[Opening SUPPLIED MATERIAL section]

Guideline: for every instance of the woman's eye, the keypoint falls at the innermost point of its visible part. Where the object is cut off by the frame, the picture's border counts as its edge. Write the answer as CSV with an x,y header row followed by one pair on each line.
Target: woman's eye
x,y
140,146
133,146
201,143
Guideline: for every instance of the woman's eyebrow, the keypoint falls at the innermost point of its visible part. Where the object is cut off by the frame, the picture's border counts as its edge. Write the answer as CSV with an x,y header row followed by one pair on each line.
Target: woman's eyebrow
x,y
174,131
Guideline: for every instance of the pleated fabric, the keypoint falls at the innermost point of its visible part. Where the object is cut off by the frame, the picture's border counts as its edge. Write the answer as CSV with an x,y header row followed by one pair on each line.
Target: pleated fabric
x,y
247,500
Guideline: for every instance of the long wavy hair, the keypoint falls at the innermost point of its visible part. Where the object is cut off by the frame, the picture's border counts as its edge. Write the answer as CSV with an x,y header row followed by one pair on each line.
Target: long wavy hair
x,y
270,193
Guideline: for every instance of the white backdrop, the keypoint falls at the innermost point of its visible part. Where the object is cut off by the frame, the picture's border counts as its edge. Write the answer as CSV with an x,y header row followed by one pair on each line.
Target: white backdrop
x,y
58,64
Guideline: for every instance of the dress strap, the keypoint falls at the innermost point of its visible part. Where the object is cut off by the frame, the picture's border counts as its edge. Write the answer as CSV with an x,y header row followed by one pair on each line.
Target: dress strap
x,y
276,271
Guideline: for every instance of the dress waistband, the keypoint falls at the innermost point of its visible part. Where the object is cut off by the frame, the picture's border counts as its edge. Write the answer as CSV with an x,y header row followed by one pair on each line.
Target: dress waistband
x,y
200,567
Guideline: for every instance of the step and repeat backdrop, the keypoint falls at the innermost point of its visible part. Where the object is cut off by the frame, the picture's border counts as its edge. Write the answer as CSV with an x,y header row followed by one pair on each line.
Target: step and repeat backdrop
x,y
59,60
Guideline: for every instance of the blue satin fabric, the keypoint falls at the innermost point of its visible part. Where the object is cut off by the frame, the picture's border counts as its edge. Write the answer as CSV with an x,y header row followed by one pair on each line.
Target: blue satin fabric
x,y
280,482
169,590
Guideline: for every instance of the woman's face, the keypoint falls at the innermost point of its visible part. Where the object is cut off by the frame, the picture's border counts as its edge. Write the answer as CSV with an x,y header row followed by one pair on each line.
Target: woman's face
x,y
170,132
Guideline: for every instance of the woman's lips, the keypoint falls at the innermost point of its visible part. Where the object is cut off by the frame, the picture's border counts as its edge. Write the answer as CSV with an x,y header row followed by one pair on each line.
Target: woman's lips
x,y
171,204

[Closing SUPPLIED MATERIAL section]

[PROBLEM DESCRIPTION] Look above for the line with "Guideline: for every instance of the blue", then copy it and each later line exactly, stopping at the last line of the records.

[OUTPUT OF THE TASK]
Guideline: for every instance of the blue satin fabric, the keypoint falls at the innermost point of its visible part. Where the object is cut off by the frame, the picture's border counts as its edge. Write the answer as CSV with an x,y header row followed by one pair on each line.
Target: blue satin fabric
x,y
280,482
169,590
Guideline: for every instance of the woman's face, the keypoint falls at the innermost point of its visible part. Where the object is cut off by the frame, the picture's border counts as its edge. Write the answer as CSV with an x,y header row followed by one pair on each line.
Target: woman's face
x,y
170,132
Guideline: for every instance of the woman's lips, the keypoint falls at the innermost point of its visible part. Where the object is cut off by the frame, the picture's border counts as its edge. Write the answer as CSV with an x,y header row followed by one pair on each line.
Target: woman's lips
x,y
171,204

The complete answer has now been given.